### TEXT PASSAGE
Peptide searches were performed in Proteome Discoverer (2.5, Thermo Fisher Scientific) against the UniProt mouse protein database (release_20220301) with the following parameters: up to two missed cleavages, 20 ppm precursor tolerance, 0.6 Da fragment ion tolerance, and fully tryptic peptides were allowed with a minimum length of 6. Static modification of TMTPro16 on lysine and peptide N-termini (+304.2071 Da) and carbamidomethylation of cysteine residues (+57.0214 Da), along with oxidation of methionine (+15.9949 Da) and DBIA on cysteine residues (for iso-TMT samples) (+239.1634) as variable modifications were permitted. Results were filtered to a peptide false discovery rate (FDR) of 1%. For the TMT reporter ion quantification, all identified peptide spectral matches from the MS3 scans were extracted by an in-house program, and the reporter ion intensities were adjusted for impurity correction according to the manufacturer’s specifications. For quantification of each MS3 spectrum, a total sum signal-to-noise of all reporter ions of 100 (TMT16-plex) was used. Engagement scores were calculated as previously described (58). Raw data are available on MassIVE (MSV000098633) (61).

### SOURCE MATERIAL
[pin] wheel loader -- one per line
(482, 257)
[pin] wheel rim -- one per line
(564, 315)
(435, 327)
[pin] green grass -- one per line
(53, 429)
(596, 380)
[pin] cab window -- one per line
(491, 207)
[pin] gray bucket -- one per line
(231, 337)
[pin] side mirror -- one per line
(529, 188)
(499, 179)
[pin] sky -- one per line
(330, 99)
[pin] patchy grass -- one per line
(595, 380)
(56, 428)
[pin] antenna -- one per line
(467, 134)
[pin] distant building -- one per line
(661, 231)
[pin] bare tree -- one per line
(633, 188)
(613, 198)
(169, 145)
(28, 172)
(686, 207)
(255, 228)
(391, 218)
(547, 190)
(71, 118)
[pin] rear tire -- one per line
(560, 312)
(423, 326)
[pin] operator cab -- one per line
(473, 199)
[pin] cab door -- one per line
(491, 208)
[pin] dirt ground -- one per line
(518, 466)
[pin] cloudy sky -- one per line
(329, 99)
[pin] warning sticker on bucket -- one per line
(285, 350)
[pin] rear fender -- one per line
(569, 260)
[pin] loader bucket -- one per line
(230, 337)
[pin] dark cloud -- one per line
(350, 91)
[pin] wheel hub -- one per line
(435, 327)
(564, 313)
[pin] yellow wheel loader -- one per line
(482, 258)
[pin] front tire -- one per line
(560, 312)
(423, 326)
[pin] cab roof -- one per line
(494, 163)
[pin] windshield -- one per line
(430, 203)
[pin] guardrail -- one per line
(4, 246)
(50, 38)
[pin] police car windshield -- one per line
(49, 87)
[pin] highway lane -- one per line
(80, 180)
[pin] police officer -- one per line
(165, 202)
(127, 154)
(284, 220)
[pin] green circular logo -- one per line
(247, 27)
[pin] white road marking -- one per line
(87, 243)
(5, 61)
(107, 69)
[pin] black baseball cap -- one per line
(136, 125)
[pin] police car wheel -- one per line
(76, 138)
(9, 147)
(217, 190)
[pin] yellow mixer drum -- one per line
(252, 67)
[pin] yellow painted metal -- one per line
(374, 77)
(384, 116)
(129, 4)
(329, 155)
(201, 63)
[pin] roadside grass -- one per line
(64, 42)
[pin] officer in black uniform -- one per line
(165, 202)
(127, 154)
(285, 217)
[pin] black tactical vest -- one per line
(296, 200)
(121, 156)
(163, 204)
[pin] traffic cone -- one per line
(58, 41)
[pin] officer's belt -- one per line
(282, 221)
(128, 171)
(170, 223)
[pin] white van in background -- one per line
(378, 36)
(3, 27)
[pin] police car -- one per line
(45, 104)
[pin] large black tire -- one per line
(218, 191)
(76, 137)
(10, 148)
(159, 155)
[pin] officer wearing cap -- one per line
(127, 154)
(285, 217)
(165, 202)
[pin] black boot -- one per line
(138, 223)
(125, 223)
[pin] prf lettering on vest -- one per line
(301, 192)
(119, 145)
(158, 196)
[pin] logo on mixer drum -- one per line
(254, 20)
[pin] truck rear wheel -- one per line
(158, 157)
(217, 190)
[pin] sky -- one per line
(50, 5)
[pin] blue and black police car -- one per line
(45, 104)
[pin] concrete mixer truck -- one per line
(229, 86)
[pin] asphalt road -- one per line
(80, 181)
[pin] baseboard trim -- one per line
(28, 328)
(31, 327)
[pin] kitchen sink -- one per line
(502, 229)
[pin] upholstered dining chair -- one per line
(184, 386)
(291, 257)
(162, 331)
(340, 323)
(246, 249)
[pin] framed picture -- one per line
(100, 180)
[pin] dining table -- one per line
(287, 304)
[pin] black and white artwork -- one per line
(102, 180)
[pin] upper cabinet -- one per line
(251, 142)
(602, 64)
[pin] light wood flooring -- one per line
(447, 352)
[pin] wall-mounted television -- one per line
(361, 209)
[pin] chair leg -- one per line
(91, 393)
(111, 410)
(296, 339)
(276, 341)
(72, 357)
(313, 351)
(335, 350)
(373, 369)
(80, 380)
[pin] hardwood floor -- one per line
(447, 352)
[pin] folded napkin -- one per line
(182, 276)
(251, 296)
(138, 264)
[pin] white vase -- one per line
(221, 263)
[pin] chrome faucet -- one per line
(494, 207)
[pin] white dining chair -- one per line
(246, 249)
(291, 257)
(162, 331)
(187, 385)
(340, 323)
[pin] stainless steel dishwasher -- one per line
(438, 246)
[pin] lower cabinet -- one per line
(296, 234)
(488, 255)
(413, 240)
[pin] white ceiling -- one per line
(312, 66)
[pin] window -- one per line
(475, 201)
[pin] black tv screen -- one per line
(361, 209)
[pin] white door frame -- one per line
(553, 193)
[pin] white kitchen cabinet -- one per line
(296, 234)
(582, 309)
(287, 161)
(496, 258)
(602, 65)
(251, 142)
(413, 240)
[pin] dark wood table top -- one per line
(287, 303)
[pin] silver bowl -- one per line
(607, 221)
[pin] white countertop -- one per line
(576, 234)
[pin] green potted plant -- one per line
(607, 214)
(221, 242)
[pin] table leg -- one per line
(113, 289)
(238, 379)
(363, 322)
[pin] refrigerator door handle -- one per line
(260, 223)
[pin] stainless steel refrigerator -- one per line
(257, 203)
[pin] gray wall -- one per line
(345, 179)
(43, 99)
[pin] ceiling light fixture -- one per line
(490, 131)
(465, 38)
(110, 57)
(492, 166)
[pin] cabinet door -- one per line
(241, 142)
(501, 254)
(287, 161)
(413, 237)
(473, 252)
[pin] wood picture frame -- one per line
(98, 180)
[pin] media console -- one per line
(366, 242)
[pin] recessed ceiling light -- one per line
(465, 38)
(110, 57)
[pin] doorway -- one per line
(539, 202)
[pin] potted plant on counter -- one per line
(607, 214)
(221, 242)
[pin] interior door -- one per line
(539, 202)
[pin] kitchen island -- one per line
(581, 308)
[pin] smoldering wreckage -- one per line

### WHAT TO DO
A) In the proteomics methods text above, what precursor tolerance was used for the peptide searches?
B) Pick up the proteomics methods text above after its final sentence and keep writing it.

### ANSWERS TO THE PROBLEMS
A) 20 ppm

B)
The supplemental sheet (Dataset S2) includes average engagement scores for each genotype (n = 3), and the results of a two-tailed unpaired Student’s t tests for engagement significance (no adjustment for multiple hypothesis testing).

Supplementation of Drinking Water with Cysteamine and Cystine.

200× cysteamine (Sigma Aldrich, M6500) and cysteine (Sigma Aldrich, 778451) solutions were made fresh in 60 mg/mL sucrose and adjusted to pH 6.0 with sodium hydroxide before being diluted to 1× in vivarium-provided acidified water, pH 6.0. Water was replaced every other day.

Cages were checked for neonates every morning. Neonates were euthanized according to approved Institutional Animal Care and Use guidelines at the Massachusetts General Hospital, weighed, and fixed for 48 h in a 10% formalin solution at room temperature. Pre-fixation, a 1 to 2 mm tail biopsy was taken for genotyping. Skin samples were taken from euthanized neonatal mice and embedded in paraffin using standard procedures. 5 μm sections were prepared from tissue blocks and stained with Hematoxylin Counterstain (Vector laboratories, H-3401) and Alcoholic Eosin Y Solution (Sigma, HT110132) for histologic analysis. Stained images were captured using a Hamamatsu Nanozoomer and analyzed using NDP.view2 software (Hamamatsu).

Supplementary Material

Appendix 01 (PDF)

Dataset S01 (XLSX)

Dataset S02 (XLSX)

Data, Materials, and Software Availability

RNAseq fastq and raw proteomic data have been deposited in GEOand MassIVE (GSE300056 (57) and MSV000098633 (61)). All other data are included in the manuscript and/or supporting information.